## TASK SET
1. In the comment thread about Sanders and Clinton, who does Maxwell's Demon call the true Progressive leader?
2. Continue the comment thread about Sanders and Clinton from the point where it ends.

Leo Artunian said...

pbriggsiam -

" . . . we could use that money in ActBlue and working locally to change/elect progressive leaders that will change the party to one we can believe in."

Great -- do that. That's how one can most effectively bring about progressive change in the Democratic Party, which after all is a coalition of folks with different agendas and points of view. But telling those folks to "wake up" when most of them are well aware of (and suffering from) income inequality isn't the way to do it. What you suggest is practical -- what Sanders does in his peevish NYTimes piece is not.

KenRight said...


"If Clinton loses, Sanders will get the blame from the bulk of the party, and he'll end up seen as a vain old crank."

Not by as many people as will continue viewing Clinton as worse.

Maxwell's Demon said...

Steve, it's time for you to give it a rest, maybe trashing Bernie gets you some clicks but it certainly isn't going to change any hearts or minds. As noted in this link "..recent polls show Sanders supports rally to Clinton faster than hers did to Obama in 2008".

WHy are you and so many surprised that Sanders is a bulldog and curmudgeon when that's what he;s been his while life. He has always been With the Democratic Party but not OF the party until because he needed its platfom to ;us his agenda. And the results show that while he is not a particularly charismatic candidate his vision resonates with many.

Hillary is/will be the nominee and deserves to be. She is much better prepared to do the hard slog of governing against and intransigent, anti-intellectual and bought off disloyal opposition. But it is exactly Bernie's doggedness that has shifted Hillary;s stances to one that is/will prove acceptable to Progressives.
Yes each has issues that are flaws (e.g. gun control, hawkishness) but the Dems need Bernie to help insulate Hillary from charges of "Wall Street stooge" by making her move more than she is perhaps comfortable.

Should Sanders cave now and give Clinton full-throated endorsement, it would (rightly) be seen as out of character and insincere. BY fighting for his ideals to the end (which will be in Philly) and then helping where he can (while leaving the best of it to the true Progressive leader, Elizabeth Warren, who happens to be much better at it anyway)

## DATA PROVIDED
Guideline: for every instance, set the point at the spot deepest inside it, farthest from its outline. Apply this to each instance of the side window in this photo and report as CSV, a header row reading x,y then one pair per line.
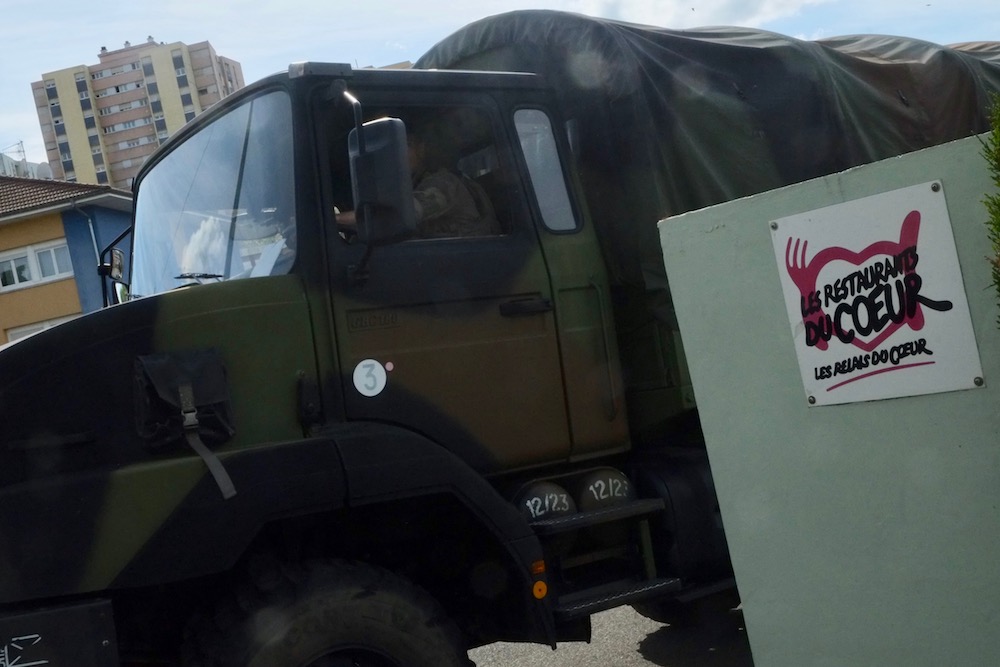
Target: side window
x,y
458,186
221,205
539,147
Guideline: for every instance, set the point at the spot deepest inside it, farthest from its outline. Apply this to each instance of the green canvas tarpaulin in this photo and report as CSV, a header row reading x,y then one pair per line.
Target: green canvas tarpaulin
x,y
667,121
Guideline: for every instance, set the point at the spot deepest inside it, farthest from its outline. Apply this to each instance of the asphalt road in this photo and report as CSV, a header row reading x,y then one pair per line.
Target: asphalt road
x,y
623,638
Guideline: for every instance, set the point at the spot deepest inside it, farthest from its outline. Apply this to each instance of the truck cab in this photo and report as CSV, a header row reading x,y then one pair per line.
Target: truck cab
x,y
311,377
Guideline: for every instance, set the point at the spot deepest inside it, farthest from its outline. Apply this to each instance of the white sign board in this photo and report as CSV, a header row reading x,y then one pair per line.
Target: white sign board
x,y
875,298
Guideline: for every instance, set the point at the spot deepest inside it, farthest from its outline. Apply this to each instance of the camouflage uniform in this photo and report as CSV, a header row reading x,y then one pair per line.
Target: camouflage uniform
x,y
450,205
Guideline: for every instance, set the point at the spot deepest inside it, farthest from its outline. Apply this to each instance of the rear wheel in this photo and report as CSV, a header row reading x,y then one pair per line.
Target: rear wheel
x,y
327,614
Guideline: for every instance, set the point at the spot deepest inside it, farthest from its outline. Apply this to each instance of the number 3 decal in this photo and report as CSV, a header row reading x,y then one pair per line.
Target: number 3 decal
x,y
369,378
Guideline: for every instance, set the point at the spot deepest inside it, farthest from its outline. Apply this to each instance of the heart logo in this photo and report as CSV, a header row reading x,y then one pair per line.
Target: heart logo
x,y
868,305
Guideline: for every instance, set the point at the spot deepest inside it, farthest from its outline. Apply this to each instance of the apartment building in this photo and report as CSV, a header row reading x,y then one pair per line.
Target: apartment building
x,y
51,235
100,122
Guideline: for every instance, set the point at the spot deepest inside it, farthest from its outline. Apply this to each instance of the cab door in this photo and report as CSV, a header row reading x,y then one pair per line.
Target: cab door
x,y
589,348
456,338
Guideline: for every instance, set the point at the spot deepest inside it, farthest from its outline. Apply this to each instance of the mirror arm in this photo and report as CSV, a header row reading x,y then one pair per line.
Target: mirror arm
x,y
104,266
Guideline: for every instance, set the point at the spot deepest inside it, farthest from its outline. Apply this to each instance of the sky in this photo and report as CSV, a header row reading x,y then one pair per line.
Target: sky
x,y
266,36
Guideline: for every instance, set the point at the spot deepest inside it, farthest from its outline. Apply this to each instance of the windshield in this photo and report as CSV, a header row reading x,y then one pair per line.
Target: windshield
x,y
221,205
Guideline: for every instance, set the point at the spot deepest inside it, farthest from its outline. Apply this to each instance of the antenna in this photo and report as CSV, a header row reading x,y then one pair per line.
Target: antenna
x,y
19,146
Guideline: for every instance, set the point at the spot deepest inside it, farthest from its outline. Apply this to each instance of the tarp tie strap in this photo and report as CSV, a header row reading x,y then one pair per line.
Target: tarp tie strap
x,y
190,414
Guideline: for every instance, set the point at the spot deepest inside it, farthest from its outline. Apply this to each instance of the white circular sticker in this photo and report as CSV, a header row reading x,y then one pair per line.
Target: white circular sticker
x,y
369,378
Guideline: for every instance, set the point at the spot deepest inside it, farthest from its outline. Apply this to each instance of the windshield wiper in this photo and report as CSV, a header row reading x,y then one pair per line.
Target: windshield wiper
x,y
198,276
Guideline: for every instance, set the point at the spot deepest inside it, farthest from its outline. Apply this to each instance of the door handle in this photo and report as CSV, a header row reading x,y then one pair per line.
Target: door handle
x,y
529,306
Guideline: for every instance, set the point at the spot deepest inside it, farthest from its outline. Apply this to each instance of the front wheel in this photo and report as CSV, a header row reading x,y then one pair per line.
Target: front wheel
x,y
328,614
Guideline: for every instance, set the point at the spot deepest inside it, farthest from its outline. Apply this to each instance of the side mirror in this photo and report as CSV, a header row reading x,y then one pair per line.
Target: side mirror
x,y
381,182
121,292
117,268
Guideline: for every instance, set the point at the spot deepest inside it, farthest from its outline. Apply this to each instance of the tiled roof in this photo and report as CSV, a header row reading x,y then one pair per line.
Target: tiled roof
x,y
22,194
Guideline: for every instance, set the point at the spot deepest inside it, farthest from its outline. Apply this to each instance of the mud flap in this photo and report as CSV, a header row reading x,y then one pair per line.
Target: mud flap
x,y
183,396
82,635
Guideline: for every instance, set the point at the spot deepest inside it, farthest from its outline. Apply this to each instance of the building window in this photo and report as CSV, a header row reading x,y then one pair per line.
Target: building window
x,y
21,332
35,264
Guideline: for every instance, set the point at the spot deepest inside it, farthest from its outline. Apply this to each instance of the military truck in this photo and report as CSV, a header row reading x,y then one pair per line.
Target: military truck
x,y
294,441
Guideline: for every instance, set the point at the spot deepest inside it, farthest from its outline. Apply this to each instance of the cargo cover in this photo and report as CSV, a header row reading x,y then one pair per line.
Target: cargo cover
x,y
668,121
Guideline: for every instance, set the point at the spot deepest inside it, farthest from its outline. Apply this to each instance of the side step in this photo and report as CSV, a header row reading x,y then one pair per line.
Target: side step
x,y
585,602
563,524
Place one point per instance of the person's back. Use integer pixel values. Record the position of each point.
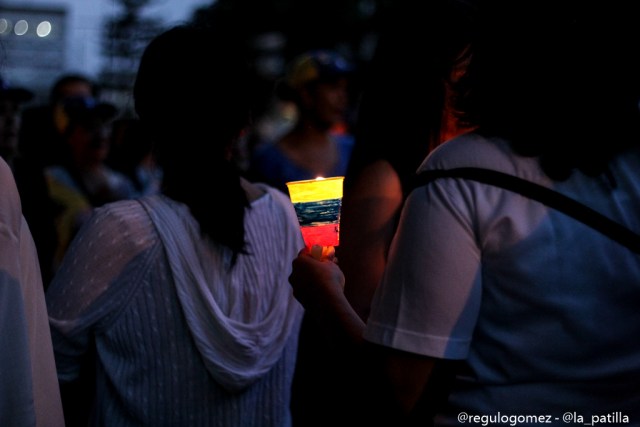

## EXERCISE RESPONSES
1. Elizabeth Warren.

2.
So, yes it's time to move on, to continue with this anti-Sanders whining is just you wasting your time and talents all the while making you seem to behave in the same fashion you are accusing Bernie of doing.

Steve M. said...

I write what I want, MD. Don't like it? Don't read it.

KenRight said...

Warren is not a progressive. Sanders has evidently not forced the Dem elite to confront its "failings on Israel" Much to Dershowitz' delight.

Go Trump or Stein.

pbriggsiam said...

Maxwell's Demon,

Thank you for sounding the reasonable tone in this thread. Much appreciated. This is kind of talk is how we unify.



pbriggsiam said...

Steve M,

You are just like that asshat over at Ballon Juice, John Cole. What a jerk you are!

Steve M. said...

I consider that a compliment.

Ten Bears said...

Though I do get tired of the Bernie-bashing, as tired as of the Hillary-bashing elsewhere, I have to agree that if you don't like it here the bottom-line nuts and bolts ones and zeros balls on a brass monkey solution is don't come here. Or don't comment.

Unk has it right, though, Bernie isn't a democrat and has no more "responsibility" to vote or tow the democrat party line than I.

Speaking of responsibility, this is your election to lose. I've been accused of some pretty horrible things these past few months, been told my not voting for not-trump leaves me responsible for everything from a return to back-alley coat-hanger abortions to a new (white) holocaust and world war three. I wonder if these folks, these Bernie-bashing Clinton Surrogates, those whom will be responsible if this election is lost, can accept responsibility for their actions, and the consequence thereof?

Or will they blame it on the not-democrats for not voting democrat.

Ten Bears said...

postscript: I don't like John Cole either, but I read him everyday, and that, Steve, is a compliment.

Maxwell's Demon said...


Thanks for your thoughtful and in depth response

Robert said...

You don't have to like Sanders to realize he's correct economically.
Just like you don't have to dislike HRC to realize she's right economically.